Revise the passage on distinguishing model configurations, giving everything from "The fits to" down to "increasing subglottal pressure." with "subglottal pressure" changed to "driving pressure".

→ **SOURCE TEXT**:
⁂
5.2. Distinguishing between Model Configurations

As the eventual goal of this research is patient-specific modeling, we wish to investigate whether the FE model is sufficiently sensitive and if HSV data provide enough information to distinguish between similar experimental configurations. As a first order exploration we consider varying subglottal pressures for silicone VFs with medial compression. As discussed in Section 2.1, the pressures considered range from

0.91

to

1.18 kPa

.

The fits to each GAW are shown in Figure 6 and the resulting estimates of the degree of medial compression, along with the other material properties, are shown in Table 5. Similar to Figure 5, the fits are again reasonable given the simplified model being used. As the subglottal pressure increases, so too does the maximum glottal area, as expected; this increase is captured by the FE model. As with the previous comparison, the open quotient and speed quotient are both lower for the FE model, though the difference decreases with increasing subglottal pressure.
⁂
→ **SOURCE MATERIAL**:

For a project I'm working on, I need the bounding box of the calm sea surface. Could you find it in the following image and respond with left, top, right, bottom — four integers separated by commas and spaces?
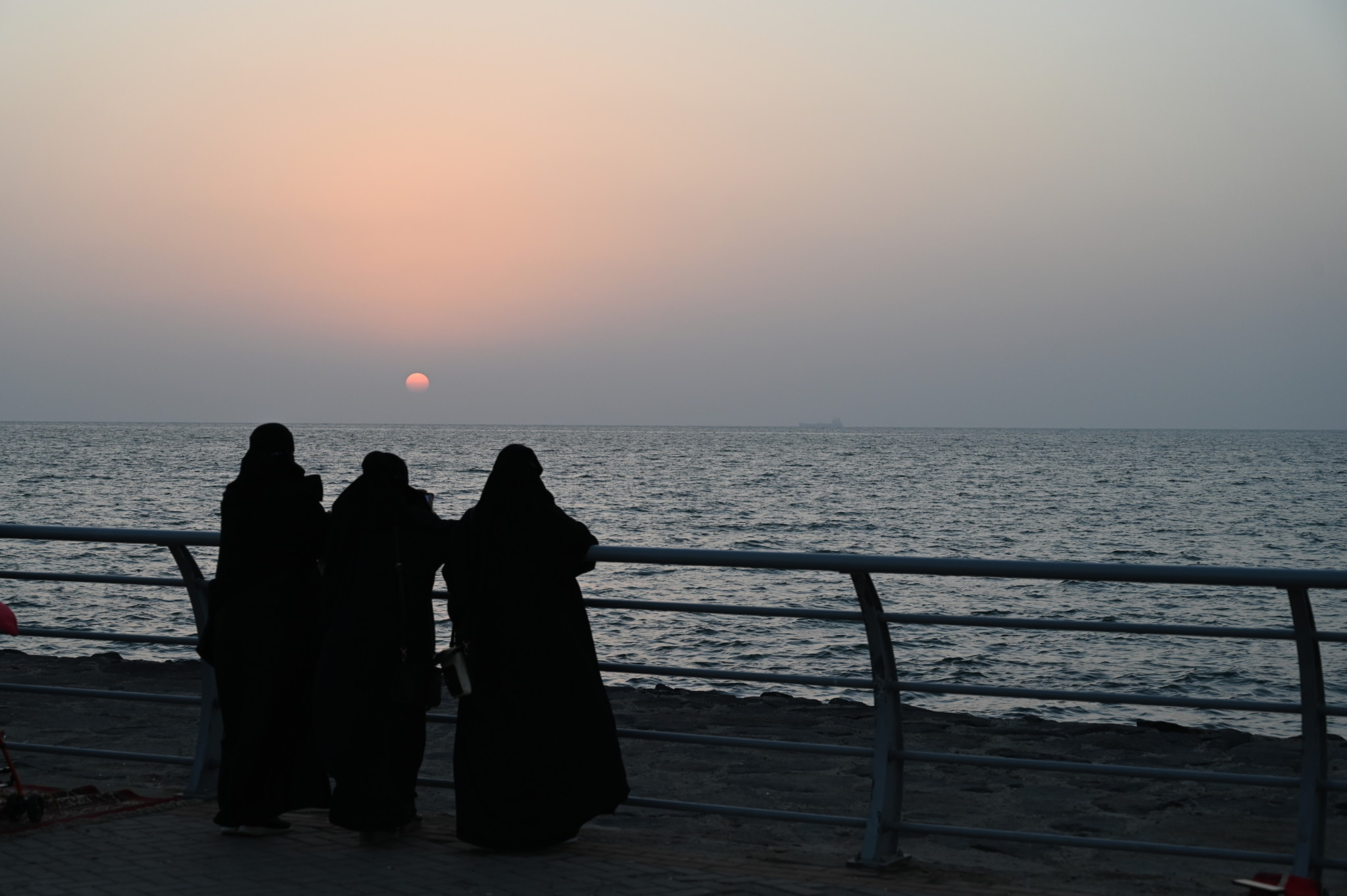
0, 424, 1347, 736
⁂
→ **FINISHED EXERCISE**:
The fits to each GAW are shown in Figure 6 and the resulting estimates of the degree of medial compression, along with the other material properties, are shown in Table 5. Similar to Figure 5, the fits are again reasonable given the simplified model being used. As the driving pressure increases, so too does the maximum glottal area, as expected; this increase is captured by the FE model. As with the previous comparison, the open quotient and speed quotient are both lower for the FE model, though the difference decreases with increasing driving pressure.